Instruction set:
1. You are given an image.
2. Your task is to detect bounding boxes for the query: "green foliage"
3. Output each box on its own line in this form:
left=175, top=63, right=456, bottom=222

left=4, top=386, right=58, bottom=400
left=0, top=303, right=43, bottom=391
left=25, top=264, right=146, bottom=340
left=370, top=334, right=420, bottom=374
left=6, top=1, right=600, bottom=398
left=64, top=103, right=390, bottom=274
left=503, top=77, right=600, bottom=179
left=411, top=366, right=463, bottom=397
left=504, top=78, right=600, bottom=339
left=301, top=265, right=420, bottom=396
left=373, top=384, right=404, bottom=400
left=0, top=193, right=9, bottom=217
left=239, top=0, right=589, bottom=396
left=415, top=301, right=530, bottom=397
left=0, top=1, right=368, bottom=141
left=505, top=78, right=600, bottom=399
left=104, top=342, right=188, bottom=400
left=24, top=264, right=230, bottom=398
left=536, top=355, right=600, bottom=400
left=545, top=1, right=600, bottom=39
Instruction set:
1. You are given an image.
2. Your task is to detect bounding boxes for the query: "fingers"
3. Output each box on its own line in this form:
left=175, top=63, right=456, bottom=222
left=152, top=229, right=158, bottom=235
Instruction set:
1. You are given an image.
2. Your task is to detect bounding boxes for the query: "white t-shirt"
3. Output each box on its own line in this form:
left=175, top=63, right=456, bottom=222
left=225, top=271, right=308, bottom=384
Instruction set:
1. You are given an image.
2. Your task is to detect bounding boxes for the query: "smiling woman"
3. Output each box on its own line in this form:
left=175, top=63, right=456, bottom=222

....

• [DESCRIPTION OF THE TASK] Lines containing "boxes" in the records above: how many are there? Give only the number.

• [PROBLEM SOLUTION] 4